Exercise description: Quote every line below exactly and skip any picture.

Supplied data:

----------------------------------------

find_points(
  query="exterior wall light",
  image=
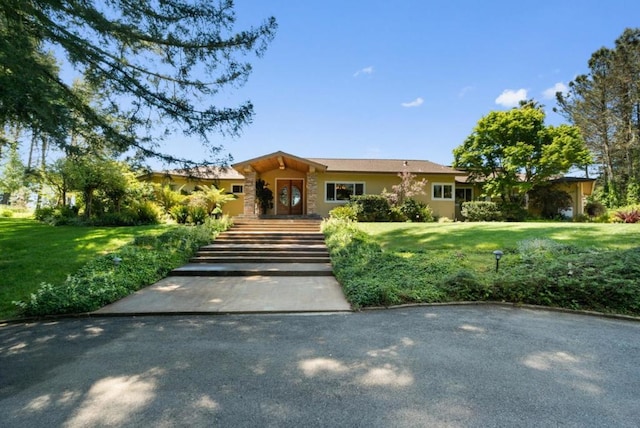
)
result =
(498, 254)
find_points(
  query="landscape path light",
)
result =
(498, 254)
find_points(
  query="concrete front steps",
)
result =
(288, 247)
(263, 266)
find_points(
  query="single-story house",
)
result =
(314, 186)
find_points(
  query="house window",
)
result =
(342, 191)
(441, 191)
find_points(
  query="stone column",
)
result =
(249, 194)
(312, 193)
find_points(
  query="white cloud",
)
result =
(550, 94)
(415, 103)
(366, 70)
(511, 98)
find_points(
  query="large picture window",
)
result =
(336, 192)
(442, 191)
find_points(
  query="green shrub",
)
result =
(43, 214)
(594, 209)
(630, 216)
(549, 200)
(464, 285)
(180, 214)
(512, 211)
(372, 207)
(146, 212)
(143, 262)
(416, 211)
(59, 216)
(600, 281)
(397, 215)
(198, 214)
(481, 211)
(345, 212)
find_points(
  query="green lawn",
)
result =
(483, 237)
(32, 253)
(570, 265)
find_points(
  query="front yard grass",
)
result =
(32, 253)
(572, 265)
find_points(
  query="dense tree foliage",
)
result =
(512, 151)
(605, 105)
(156, 64)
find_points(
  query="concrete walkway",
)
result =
(268, 266)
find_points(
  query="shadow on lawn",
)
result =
(490, 236)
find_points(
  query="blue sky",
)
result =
(406, 79)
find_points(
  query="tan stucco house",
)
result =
(314, 186)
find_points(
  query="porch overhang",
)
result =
(278, 160)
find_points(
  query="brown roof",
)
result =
(207, 172)
(384, 165)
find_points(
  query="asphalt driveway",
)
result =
(471, 366)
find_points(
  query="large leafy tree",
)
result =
(513, 151)
(605, 105)
(157, 65)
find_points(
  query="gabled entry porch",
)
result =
(293, 181)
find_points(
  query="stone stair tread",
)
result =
(260, 259)
(247, 269)
(271, 246)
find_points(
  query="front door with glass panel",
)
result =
(289, 197)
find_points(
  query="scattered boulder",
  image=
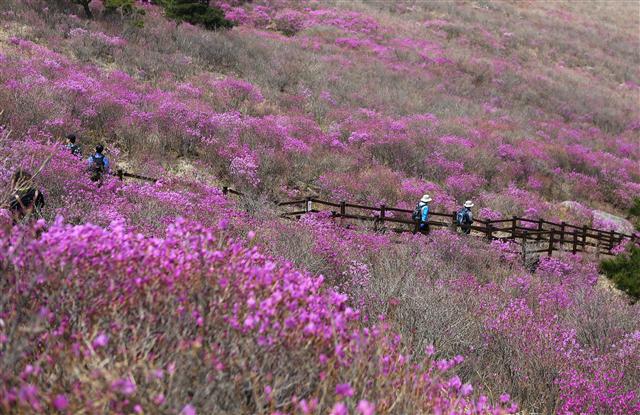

----------------------------------------

Task output:
find_points(
  query="exterior wall light",
  image=
)
result =
(498, 254)
find_points(
  query="landscape path light",
)
result =
(498, 254)
find_points(
  query="concrete front steps",
)
result =
(288, 247)
(263, 266)
find_points(
  query="single-story house",
)
result =
(314, 186)
find_points(
  query="house window",
)
result =
(342, 191)
(441, 191)
find_points(
  query="stone column",
)
result =
(249, 194)
(312, 193)
find_points(
  query="white cloud",
)
result =
(550, 94)
(415, 103)
(366, 70)
(511, 98)
find_points(
  query="large picture window",
)
result =
(336, 192)
(442, 191)
find_points(
  query="green shrub",
)
result =
(43, 214)
(594, 209)
(630, 216)
(549, 200)
(464, 285)
(180, 214)
(512, 211)
(372, 207)
(146, 212)
(143, 262)
(416, 211)
(59, 216)
(600, 281)
(397, 215)
(198, 214)
(481, 211)
(345, 212)
find_points(
  query="green lawn",
)
result =
(483, 237)
(32, 253)
(570, 265)
find_points(
  query="front yard grass",
)
result =
(32, 253)
(572, 265)
find_points(
  query="dense tree foliage",
)
result =
(512, 151)
(605, 105)
(156, 64)
find_points(
  query="concrete walkway",
)
result =
(268, 266)
find_points(
  query="shadow on lawn",
)
result =
(490, 236)
find_points(
  query="blue sky",
)
result =
(406, 79)
find_points(
  query="tan stucco house",
)
result =
(314, 186)
find_points(
  query="porch overhang",
)
result =
(278, 160)
find_points(
  query="brown roof",
)
result =
(207, 172)
(384, 165)
find_points(
  query="asphalt driveway",
)
result =
(471, 366)
find_points(
  query="large leafy tree",
)
result =
(513, 151)
(605, 105)
(157, 65)
find_points(
  query="gabled entry porch",
)
result =
(293, 181)
find_points(
  query="stone stair tread",
)
result =
(260, 259)
(247, 269)
(271, 246)
find_points(
  query="front door with glass panel",
)
result =
(289, 197)
find_points(
  query="scattered boulder",
  image=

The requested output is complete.